(Saved data entries)
---

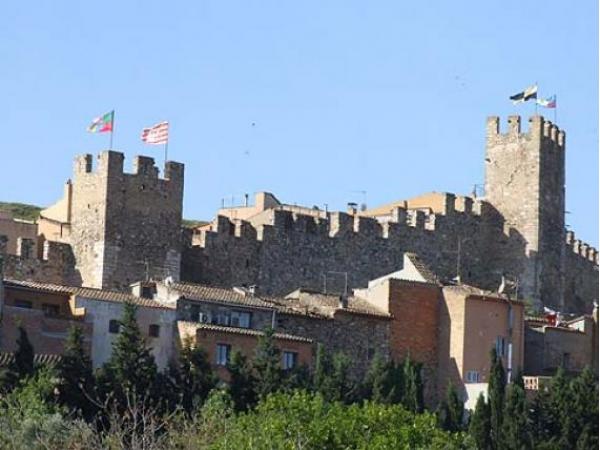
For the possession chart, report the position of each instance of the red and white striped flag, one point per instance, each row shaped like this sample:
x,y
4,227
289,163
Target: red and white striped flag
x,y
156,135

---

Directions: Would you write out all of the records exactly, omitting the pictures?

Exercise output:
For the possession chart, report the position of each instance of the red and white striped flag, one point per instance, each row shaped like this sample:
x,y
4,227
289,163
Target: red and white striped flag
x,y
156,135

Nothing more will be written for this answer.